### WORK INSTRUCTIONS
Leave the pictures out and restate each entry below word for word.

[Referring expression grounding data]
◆ ◆ ◆
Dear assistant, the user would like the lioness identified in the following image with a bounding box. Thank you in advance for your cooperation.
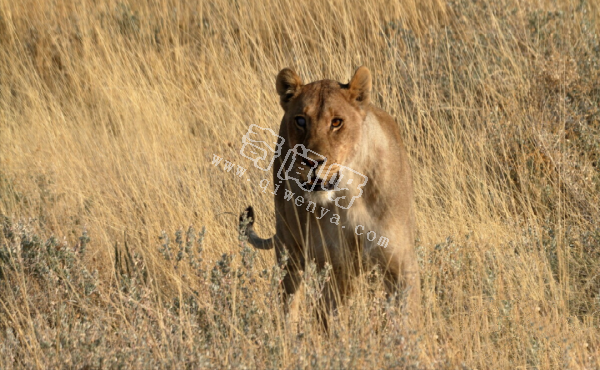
[240,66,420,326]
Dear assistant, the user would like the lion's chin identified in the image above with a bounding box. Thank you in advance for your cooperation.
[304,189,336,207]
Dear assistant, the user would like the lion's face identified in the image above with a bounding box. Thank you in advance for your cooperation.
[276,67,371,198]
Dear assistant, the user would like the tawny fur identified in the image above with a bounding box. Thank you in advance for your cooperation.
[240,66,420,327]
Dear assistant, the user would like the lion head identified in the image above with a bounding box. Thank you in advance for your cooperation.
[275,67,372,206]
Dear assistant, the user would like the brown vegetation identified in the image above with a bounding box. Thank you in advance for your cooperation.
[0,0,599,368]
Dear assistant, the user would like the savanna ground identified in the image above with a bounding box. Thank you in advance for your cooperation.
[0,0,599,368]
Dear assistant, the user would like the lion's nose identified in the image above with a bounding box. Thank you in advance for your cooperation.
[301,157,325,168]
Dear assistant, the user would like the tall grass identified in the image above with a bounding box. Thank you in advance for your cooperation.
[0,0,599,368]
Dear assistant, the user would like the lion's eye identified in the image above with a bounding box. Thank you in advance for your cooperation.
[331,118,343,128]
[295,116,306,128]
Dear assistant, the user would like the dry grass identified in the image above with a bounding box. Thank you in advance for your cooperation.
[0,0,599,368]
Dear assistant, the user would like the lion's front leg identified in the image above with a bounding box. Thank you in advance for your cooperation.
[397,257,421,328]
[276,244,305,331]
[371,245,422,328]
[280,266,303,320]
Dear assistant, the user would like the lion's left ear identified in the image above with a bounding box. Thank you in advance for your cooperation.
[348,66,371,105]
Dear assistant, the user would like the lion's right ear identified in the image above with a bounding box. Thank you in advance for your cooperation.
[276,68,303,108]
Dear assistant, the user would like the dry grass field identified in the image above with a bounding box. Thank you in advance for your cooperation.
[0,0,599,368]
◆ ◆ ◆
### WRITTEN RESPONSE
Dear assistant, the user would like the lioness identified in the following image with a bounding box. Thank you in advance for your cooperation.
[240,66,420,326]
Dear assistant, the user would like the lion's chin identified in the image above with a bounding box. Thank you in advance for your cooperation.
[304,189,336,207]
Dear assistant, the user would like the lion's face identified in the image above with a bounding box. Thank you in advance for your cooperation.
[276,67,371,198]
Dear assistant, the user would like the tawny fur identified in the image above with a bounding box. Thank you in advance for your cooperation.
[240,66,420,327]
Dear assistant, the user would like the lion head identified in the image above with a bounding box. Thank you in advance for your cooperation.
[275,67,372,206]
Dear assistant, the user would like the brown vegetation identified in the image above with a bounding box. Thank you in advance for your cooperation.
[0,0,599,368]
Dear assistant, the user would like the savanna ground identified in the image above with a bounding box. Thank you in advance for your cooperation.
[0,0,599,368]
Dear assistant, the user would like the lion's nose identified in the image above with a bounding box. Thank you in advance for your cooperation.
[301,157,325,168]
Dear assistant, the user would like the tall grass identified in the image above with a bounding box. Thank you in advance for your cooperation.
[0,0,599,368]
Dear assistant, the user would like the lion's eye identified in the image above with a bounding box. Thank you in advance for your cooperation.
[331,118,343,128]
[295,116,306,128]
Dear assistant, the user would like the dry grass identified in the image above with a bounding box. Thank you in advance for your cooperation.
[0,0,599,368]
Dear assistant, the user would like the lion's front leg identified in the image above with a bounding box. Thank you in advance for your cooperation.
[397,257,421,328]
[276,244,305,331]
[371,245,422,328]
[280,266,303,320]
Dear assistant, the user would like the lion's left ear identified in the image above with a bounding box. Thank you in advance for your cooperation.
[348,66,371,105]
Dear assistant, the user would like the lion's right ear identified in the image above with a bounding box. Thank you in advance for your cooperation.
[276,68,303,108]
Dear assistant, the user would like the dry grass field identified in the image above with a bounding box. Thank you in advance for your cooperation.
[0,0,599,368]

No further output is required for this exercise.